Can you rewrite the material from the line with "Annotation task — pin every instance of the hill" to the line with "Annotation task — pin every instance of the green", changing "green tree" to "pine tree" and keeping everything else the same?

### DATA ENTRIES
+---+

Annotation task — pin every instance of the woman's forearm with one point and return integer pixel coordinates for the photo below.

+---+

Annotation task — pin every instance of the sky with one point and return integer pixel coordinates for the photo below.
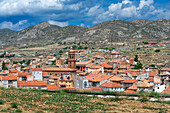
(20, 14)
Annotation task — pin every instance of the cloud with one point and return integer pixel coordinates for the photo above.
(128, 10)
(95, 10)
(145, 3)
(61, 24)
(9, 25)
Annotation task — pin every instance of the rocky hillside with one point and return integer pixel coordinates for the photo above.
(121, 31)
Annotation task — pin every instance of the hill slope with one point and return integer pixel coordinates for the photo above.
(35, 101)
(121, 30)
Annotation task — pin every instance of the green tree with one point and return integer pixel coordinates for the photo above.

+---+

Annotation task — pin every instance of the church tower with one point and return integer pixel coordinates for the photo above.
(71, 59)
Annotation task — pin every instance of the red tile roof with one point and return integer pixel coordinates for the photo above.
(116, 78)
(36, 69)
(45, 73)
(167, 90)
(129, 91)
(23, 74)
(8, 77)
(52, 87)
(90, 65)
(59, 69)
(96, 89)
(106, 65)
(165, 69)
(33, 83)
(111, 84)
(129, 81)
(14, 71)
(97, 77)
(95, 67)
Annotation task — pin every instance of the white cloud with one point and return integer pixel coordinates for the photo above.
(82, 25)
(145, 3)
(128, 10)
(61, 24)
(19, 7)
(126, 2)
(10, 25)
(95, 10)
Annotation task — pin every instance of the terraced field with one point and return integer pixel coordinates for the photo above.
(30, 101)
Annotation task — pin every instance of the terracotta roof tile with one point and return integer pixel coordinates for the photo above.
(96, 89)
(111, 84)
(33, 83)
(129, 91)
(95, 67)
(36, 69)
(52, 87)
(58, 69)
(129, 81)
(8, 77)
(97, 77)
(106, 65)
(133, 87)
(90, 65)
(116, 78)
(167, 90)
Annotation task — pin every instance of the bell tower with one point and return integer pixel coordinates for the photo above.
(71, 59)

+---+

### EXPECTED OUTPUT
Annotation task — pin every instance of the hill slope with one point and return integer pixel coordinates for the photo above.
(35, 101)
(121, 30)
Annotation task — pin every instance of the pine tree with one point and return integer pixel coordinates for the photo above.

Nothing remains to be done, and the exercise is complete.